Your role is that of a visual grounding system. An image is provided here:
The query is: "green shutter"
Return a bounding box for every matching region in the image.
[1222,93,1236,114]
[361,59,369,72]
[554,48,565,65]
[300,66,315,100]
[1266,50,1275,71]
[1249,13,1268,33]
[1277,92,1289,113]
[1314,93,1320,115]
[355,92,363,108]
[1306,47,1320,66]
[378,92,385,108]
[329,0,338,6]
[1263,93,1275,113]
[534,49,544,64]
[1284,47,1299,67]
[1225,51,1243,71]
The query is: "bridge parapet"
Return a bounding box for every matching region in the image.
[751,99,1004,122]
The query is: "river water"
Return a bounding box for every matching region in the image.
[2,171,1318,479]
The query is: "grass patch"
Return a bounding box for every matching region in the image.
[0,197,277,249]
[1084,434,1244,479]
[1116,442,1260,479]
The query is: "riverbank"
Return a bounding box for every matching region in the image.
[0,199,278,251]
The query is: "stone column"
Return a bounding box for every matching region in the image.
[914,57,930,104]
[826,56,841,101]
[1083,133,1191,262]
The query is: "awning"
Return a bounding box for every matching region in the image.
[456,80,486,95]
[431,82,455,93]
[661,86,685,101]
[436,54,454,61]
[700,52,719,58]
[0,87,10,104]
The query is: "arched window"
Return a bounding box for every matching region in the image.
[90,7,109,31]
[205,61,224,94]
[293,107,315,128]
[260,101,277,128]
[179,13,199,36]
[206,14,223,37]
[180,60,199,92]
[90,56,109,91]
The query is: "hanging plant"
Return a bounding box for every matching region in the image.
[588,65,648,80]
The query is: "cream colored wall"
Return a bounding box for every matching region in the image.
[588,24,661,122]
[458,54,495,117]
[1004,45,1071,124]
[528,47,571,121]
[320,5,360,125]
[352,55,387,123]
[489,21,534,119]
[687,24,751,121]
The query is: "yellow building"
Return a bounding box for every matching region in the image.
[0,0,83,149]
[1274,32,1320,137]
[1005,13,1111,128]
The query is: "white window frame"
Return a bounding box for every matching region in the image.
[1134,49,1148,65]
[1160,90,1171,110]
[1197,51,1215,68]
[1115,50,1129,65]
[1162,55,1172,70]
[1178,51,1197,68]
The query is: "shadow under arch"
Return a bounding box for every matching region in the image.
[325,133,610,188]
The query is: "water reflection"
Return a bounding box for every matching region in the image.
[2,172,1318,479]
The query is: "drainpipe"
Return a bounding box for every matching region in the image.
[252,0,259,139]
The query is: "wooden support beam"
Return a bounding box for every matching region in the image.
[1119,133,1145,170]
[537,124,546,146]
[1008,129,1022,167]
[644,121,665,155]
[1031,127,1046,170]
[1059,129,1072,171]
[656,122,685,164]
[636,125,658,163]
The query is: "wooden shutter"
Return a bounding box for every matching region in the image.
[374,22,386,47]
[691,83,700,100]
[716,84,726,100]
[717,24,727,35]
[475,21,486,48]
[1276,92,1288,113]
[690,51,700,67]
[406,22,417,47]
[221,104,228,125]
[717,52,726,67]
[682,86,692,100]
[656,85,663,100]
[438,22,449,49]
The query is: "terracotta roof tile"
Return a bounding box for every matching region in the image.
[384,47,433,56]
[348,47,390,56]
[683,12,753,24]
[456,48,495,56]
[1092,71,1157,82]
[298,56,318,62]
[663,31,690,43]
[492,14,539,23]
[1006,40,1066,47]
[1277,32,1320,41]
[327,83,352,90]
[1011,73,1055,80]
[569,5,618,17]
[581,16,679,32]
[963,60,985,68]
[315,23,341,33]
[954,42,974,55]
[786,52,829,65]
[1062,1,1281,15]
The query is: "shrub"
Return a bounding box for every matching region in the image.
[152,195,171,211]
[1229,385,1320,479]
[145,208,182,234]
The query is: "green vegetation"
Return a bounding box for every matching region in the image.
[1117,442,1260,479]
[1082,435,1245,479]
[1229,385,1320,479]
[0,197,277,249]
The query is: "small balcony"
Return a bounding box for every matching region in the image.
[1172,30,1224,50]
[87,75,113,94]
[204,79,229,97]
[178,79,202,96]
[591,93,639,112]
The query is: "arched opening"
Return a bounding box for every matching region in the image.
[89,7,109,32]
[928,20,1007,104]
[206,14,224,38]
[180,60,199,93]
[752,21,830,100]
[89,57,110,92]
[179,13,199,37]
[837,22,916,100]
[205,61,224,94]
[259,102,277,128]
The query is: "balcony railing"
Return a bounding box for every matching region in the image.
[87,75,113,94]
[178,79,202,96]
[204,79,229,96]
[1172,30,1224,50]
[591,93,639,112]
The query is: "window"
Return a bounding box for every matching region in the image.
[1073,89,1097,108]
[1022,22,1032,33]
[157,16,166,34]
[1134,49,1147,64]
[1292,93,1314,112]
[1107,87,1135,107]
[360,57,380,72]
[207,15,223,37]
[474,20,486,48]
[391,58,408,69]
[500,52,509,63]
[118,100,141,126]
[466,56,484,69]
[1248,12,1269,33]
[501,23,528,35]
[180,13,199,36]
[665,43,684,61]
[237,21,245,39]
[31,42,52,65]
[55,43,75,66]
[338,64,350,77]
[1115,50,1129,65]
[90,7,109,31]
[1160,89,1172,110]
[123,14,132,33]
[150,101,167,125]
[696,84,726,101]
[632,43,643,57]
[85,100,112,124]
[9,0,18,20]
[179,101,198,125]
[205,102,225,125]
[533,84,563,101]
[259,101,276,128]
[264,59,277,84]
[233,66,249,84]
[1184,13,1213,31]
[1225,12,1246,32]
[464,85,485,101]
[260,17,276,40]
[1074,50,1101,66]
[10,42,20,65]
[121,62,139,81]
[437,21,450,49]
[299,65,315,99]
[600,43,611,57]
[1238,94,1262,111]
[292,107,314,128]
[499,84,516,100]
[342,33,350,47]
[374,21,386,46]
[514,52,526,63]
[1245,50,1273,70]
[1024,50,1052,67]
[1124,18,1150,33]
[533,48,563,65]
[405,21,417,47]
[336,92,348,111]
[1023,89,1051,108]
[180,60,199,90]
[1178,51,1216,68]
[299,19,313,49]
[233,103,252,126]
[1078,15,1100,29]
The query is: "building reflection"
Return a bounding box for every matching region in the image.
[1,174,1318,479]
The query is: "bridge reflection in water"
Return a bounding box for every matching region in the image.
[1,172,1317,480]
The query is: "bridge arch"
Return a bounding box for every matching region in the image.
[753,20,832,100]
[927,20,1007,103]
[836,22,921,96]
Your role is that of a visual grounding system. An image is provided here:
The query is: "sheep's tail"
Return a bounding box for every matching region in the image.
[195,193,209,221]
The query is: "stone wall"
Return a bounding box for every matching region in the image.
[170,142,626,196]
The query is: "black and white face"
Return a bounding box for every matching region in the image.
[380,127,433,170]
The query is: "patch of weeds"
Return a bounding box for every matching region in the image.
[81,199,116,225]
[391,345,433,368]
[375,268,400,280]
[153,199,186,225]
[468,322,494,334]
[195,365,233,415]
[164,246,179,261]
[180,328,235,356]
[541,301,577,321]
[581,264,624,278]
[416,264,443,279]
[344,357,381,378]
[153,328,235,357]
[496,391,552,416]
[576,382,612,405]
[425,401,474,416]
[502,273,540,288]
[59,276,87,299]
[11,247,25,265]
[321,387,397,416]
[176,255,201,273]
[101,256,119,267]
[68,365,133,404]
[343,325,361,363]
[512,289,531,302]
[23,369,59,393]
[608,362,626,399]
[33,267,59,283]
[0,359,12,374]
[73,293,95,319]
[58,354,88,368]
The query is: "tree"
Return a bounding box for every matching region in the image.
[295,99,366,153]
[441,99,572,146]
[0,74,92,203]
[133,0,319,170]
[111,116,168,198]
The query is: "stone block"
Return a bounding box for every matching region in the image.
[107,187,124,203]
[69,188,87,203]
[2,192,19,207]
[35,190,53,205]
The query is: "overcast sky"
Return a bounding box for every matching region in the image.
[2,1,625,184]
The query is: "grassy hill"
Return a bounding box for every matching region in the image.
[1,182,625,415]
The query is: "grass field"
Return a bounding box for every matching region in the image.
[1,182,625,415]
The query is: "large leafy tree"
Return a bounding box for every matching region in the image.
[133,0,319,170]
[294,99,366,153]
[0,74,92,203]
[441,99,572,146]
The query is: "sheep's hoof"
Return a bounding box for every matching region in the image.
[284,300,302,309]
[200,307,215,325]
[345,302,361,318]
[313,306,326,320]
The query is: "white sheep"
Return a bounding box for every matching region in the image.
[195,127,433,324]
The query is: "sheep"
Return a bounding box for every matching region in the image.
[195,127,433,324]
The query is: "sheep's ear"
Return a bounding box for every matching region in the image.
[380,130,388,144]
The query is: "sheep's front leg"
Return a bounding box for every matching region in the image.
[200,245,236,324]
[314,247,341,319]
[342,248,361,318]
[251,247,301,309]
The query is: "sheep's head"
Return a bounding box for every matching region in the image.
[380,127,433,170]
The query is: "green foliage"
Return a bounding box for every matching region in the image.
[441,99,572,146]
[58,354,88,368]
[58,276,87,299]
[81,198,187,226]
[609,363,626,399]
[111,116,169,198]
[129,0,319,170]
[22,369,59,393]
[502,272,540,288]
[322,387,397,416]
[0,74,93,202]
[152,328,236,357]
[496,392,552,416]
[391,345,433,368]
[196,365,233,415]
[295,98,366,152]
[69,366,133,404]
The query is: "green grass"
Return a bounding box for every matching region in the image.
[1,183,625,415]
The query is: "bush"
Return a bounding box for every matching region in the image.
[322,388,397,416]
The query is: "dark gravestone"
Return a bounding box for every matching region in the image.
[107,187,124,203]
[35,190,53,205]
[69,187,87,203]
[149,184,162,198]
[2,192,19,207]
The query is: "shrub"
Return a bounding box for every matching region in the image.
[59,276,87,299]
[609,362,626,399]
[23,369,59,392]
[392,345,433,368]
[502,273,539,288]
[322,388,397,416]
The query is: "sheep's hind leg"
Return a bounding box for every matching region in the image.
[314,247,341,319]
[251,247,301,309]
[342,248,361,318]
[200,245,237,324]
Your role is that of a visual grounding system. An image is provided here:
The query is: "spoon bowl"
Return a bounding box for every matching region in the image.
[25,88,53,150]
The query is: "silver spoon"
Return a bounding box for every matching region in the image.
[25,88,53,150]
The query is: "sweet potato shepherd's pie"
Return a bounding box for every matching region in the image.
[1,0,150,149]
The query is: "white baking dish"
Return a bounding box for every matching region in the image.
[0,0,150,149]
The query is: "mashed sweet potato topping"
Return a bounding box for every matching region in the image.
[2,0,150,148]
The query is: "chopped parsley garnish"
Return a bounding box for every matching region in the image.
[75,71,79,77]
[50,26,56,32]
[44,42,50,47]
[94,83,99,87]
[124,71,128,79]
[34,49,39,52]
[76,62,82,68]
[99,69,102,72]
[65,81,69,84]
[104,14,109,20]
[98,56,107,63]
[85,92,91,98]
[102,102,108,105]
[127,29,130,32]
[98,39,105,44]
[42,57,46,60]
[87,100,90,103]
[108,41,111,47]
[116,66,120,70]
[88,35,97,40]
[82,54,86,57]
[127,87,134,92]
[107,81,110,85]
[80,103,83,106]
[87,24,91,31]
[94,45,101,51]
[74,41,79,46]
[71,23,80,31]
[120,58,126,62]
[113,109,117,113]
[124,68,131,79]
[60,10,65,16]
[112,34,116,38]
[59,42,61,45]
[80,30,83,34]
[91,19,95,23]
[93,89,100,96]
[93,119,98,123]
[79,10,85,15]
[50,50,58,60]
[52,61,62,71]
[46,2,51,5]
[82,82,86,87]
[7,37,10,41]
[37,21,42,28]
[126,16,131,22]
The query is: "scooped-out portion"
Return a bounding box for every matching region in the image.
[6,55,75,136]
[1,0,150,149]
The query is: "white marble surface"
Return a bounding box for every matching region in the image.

* WHAT IS NEEDED
Please show, exactly as written, every line above that contains the word "potato".

* ANSWER FOR THE TASK
The query is: "sweet potato shepherd's pie"
The query is: "mashed sweet potato topping"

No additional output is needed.